Location identification entries ::
* * * *

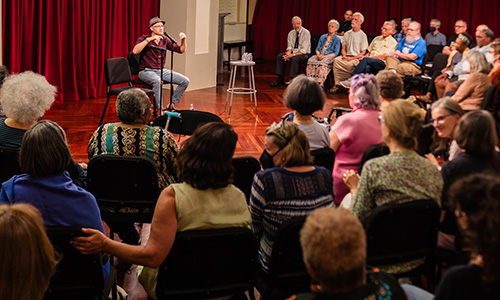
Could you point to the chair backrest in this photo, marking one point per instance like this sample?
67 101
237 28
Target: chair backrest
324 157
117 71
124 181
245 168
209 263
77 276
398 233
9 163
286 267
188 121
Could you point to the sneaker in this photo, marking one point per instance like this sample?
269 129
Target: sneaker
346 83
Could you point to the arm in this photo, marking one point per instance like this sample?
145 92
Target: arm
163 229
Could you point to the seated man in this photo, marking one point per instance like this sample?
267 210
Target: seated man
374 60
354 44
409 54
435 37
298 46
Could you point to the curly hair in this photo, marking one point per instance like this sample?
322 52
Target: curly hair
28 258
205 159
478 196
337 257
402 118
26 96
293 143
304 95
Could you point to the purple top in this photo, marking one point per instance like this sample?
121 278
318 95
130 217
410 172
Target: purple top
356 131
151 57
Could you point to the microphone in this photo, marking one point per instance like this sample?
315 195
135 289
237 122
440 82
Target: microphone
170 38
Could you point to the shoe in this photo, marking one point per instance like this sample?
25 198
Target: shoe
277 83
346 83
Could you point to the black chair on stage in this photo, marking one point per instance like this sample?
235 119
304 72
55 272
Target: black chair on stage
77 276
117 71
9 163
245 168
210 263
287 274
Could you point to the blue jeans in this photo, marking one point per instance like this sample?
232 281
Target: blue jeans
152 77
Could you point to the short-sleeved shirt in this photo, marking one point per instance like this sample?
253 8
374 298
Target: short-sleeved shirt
151 57
355 42
418 47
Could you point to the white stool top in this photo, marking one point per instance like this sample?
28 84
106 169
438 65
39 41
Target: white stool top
242 63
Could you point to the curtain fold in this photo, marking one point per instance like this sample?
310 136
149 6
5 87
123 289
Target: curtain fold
69 40
271 22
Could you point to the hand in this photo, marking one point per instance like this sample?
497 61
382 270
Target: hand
94 243
351 179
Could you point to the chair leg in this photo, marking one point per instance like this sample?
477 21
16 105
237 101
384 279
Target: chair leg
104 111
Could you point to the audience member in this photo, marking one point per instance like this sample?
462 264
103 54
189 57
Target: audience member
28 259
293 188
305 97
434 37
44 157
205 200
405 23
134 137
25 98
320 65
352 133
409 54
374 59
460 27
297 50
345 25
336 259
354 45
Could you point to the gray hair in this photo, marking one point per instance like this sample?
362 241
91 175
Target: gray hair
361 17
131 105
334 22
478 62
438 23
26 96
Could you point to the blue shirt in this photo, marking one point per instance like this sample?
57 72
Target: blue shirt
418 47
334 46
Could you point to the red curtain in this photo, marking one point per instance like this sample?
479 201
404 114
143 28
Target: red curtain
271 22
69 40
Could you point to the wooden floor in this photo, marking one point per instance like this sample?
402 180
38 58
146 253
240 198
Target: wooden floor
80 118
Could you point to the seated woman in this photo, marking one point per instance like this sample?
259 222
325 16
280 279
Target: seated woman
471 92
205 200
24 100
44 157
293 188
28 259
399 177
341 274
320 65
305 97
352 133
445 114
476 134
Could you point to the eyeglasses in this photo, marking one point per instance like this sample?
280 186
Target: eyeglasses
439 120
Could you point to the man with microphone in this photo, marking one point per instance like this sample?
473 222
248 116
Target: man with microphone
151 49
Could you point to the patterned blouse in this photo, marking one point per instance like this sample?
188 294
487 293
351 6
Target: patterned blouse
153 142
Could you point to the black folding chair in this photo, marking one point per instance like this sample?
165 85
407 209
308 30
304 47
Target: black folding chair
206 264
77 276
117 71
287 274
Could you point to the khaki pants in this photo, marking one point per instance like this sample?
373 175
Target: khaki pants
402 67
342 69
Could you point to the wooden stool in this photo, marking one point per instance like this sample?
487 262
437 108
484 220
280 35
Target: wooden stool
241 90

* * * *

THE REQUEST :: Nothing but the lines from the one with "Could you point to the patterned" through the last line should be repeated, each exactly as it stands.

ANSWER TO THIS EXERCISE ::
Could you point to the patterned blouse in this photo, marking one point per instance like this sample?
188 294
487 293
351 6
Target: patterned blouse
153 142
Could you point to the black folding chair in this photo, marking one point per instance like this sample?
165 85
407 209
308 30
304 47
Target: black folding chair
206 264
77 276
117 71
287 274
Could you point to the khaki pants in this photo, marking one point per instance like this sample?
373 175
Target: khaki pants
402 67
342 69
Could you point to the wooden stool in this photo, marking one point per instance like this sample?
487 262
437 108
484 220
280 35
Target: wooden stool
241 90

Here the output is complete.